-- WHAT IS REQUIRED --
Reproduce word for word the lines from the one containing "white soccer cleat." through the end of the records, both ends included.

-- DATA SUPPLIED --
--*--

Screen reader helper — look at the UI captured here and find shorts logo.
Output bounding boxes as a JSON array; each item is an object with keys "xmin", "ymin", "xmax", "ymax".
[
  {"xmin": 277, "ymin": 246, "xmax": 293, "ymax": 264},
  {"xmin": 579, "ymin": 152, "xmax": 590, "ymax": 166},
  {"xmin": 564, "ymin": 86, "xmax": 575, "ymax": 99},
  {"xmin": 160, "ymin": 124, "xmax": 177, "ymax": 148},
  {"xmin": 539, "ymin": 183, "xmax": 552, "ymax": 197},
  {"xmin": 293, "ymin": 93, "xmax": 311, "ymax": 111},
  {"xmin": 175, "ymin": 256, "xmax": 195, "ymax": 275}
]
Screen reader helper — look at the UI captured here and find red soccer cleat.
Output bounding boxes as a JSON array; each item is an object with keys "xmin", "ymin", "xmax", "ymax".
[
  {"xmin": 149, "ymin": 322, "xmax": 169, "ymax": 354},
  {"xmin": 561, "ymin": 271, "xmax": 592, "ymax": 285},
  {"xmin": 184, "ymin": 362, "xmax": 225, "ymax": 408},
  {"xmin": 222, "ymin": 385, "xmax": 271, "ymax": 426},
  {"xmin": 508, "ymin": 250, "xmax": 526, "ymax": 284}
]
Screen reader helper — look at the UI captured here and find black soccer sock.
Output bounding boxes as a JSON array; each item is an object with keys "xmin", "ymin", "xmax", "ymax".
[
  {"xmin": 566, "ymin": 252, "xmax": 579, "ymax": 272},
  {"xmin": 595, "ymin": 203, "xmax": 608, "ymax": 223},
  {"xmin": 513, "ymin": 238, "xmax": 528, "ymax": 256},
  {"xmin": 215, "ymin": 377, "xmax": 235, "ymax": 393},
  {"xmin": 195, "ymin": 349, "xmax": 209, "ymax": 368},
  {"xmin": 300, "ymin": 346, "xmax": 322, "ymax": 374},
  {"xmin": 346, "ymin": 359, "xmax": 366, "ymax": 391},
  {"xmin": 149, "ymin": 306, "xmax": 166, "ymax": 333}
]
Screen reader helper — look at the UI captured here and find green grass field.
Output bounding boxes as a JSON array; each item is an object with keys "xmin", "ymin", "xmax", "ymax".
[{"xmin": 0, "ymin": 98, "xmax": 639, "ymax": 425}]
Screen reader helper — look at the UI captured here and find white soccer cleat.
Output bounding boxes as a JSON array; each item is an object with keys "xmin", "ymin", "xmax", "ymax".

--*--

-- THE RESULT --
Screen reader helper — look at the UI captured here and find white soccer cleat.
Output bounding boxes as a JSON array; each item is an object with keys "xmin", "ymin", "xmax", "ymax".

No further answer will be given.